DÉFI 1:
Relevez tous les pays nommés dans l'extrait, dans leur ordre d'apparition.
DÉFI 2:
Recopiez le passage de l'extrait allant de "Pour des raisons" jusqu'à "doute pas publiée.", en substituant "financières" à "économiques".

EXTRAIT DE PAGE:
Pour des raisons économiques, et malgré tout le travail d’analyse et de repérage concernant les cas de violations en matière de liberté religieuse dans les différents pays, l’édition de cette année (2007) ne sera sans doute pas publiée.

Pour une nouvelle mise à jour concernant la situation des chrétiens, victimes de vexation et d’intimidation, ZENIT a interrogé Andrea Morigi, journaliste du quotidien italien Libero, animateur de programme sur Radio Maria, et coordinateur du Rapport de l’AED depuis 1998.

Zenit – La plupart des musulmans dans le monde ne sont pas des fondamentalistes, et ne sont pas hostiles envers ceux qui pratiquent d’autres religions ou ne croient pas en Dieu. Pourtant, dans les pays à majorité islamique, les gestes d’intolérance se multiplient, même chez les plus modérés, contre les personnes qui ne croient pas au Coran… des cas de violation de la liberté religieuse sont signalées en Algérie, en Malaisie, au Pakistan, en Palestine, au Liban…. Pouvez-vous nous brosser un tableau de la situation ?

A. Morigi – Si nous considérons l’actualité, nous voyons que nous sommes tous les jours confrontés à de graves épisodes d’intolérance contre les soi-disant « infidèles » qui vivent en situation de minorité parmi les musulmans. L’exode continu des chrétiens de l’Irak risque d’entraîner la disparition définitive de certaines communautés très anciennes comme la communauté assyrienne. Il est vrai que les terroristes, plus ou moins liés au groupe al Qaeda, sont les vrais responsables de cette situation. Cela dit, aucune réaction populaire ne prend la défense des persécutés.

LIGNES AFFICHÉES:
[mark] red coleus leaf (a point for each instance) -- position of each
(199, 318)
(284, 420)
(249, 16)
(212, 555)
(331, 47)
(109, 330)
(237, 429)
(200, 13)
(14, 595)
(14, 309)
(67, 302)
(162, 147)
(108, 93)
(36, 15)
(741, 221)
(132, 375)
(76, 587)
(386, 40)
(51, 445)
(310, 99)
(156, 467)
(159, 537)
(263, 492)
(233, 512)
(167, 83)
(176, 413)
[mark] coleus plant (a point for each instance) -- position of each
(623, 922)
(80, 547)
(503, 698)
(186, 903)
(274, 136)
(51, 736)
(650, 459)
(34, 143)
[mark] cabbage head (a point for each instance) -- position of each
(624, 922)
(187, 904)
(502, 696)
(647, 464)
...
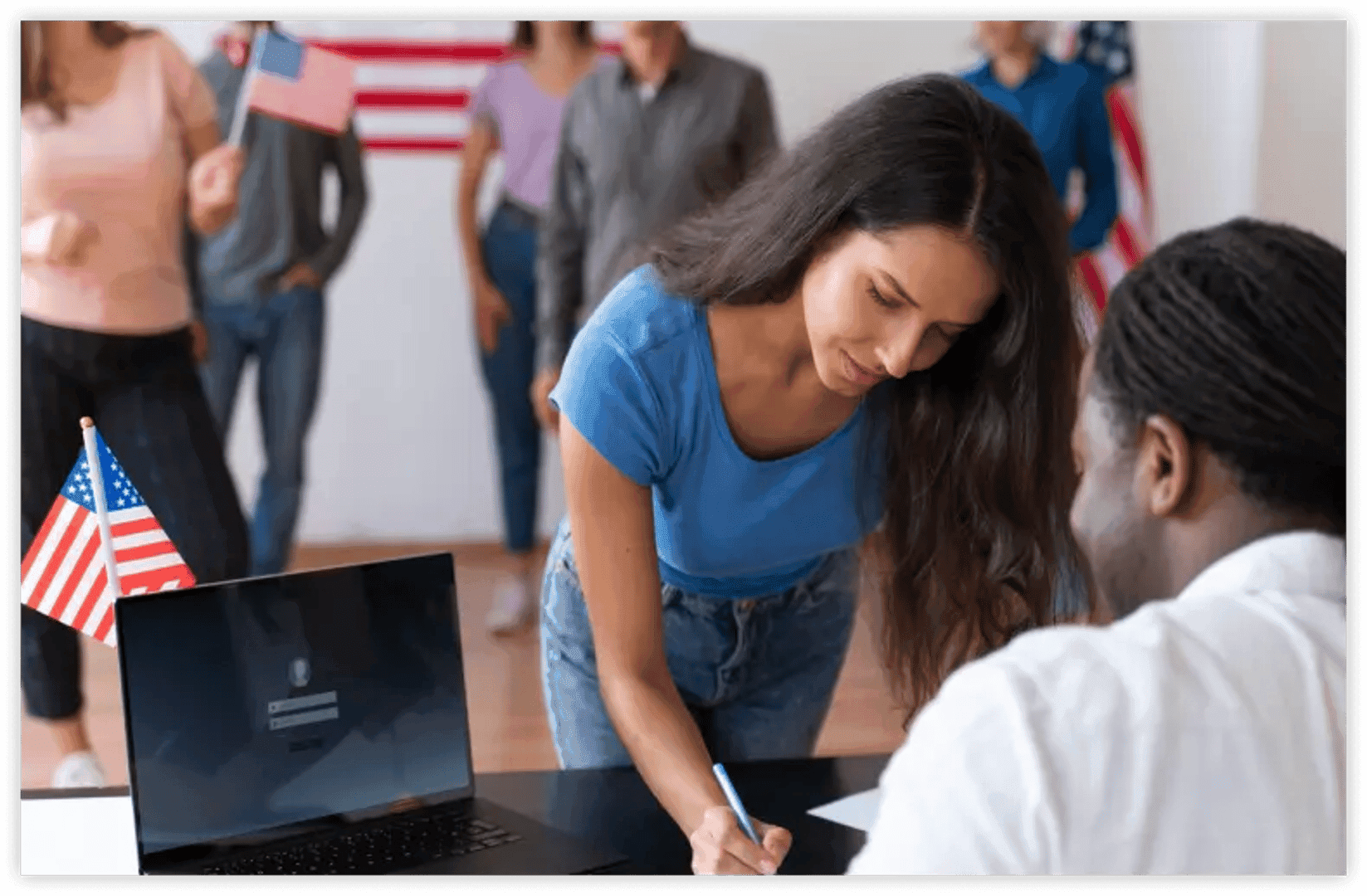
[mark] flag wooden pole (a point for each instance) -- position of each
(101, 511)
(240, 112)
--
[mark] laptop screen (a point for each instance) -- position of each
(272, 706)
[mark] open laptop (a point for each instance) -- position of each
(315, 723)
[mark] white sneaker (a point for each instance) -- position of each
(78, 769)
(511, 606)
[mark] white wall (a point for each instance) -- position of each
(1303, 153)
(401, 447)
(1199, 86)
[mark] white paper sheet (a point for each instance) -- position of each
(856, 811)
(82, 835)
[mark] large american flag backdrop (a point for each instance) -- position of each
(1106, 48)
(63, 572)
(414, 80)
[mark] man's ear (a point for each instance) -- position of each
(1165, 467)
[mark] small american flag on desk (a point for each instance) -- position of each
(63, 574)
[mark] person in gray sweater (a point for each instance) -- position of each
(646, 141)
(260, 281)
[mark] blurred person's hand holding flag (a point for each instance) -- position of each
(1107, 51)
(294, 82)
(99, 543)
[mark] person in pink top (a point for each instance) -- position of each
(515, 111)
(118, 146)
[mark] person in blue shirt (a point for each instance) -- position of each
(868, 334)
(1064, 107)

RÉSULTAT ATTENDU 1:
Algérie, Malaisie, Pakistan, Palestine, Liban, Irak

RÉSULTAT ATTENDU 2:
Pour des raisons financières, et malgré tout le travail d’analyse et de repérage concernant les cas de violations en matière de liberté religieuse dans les différents pays, l’édition de cette année (2007) ne sera sans doute pas publiée.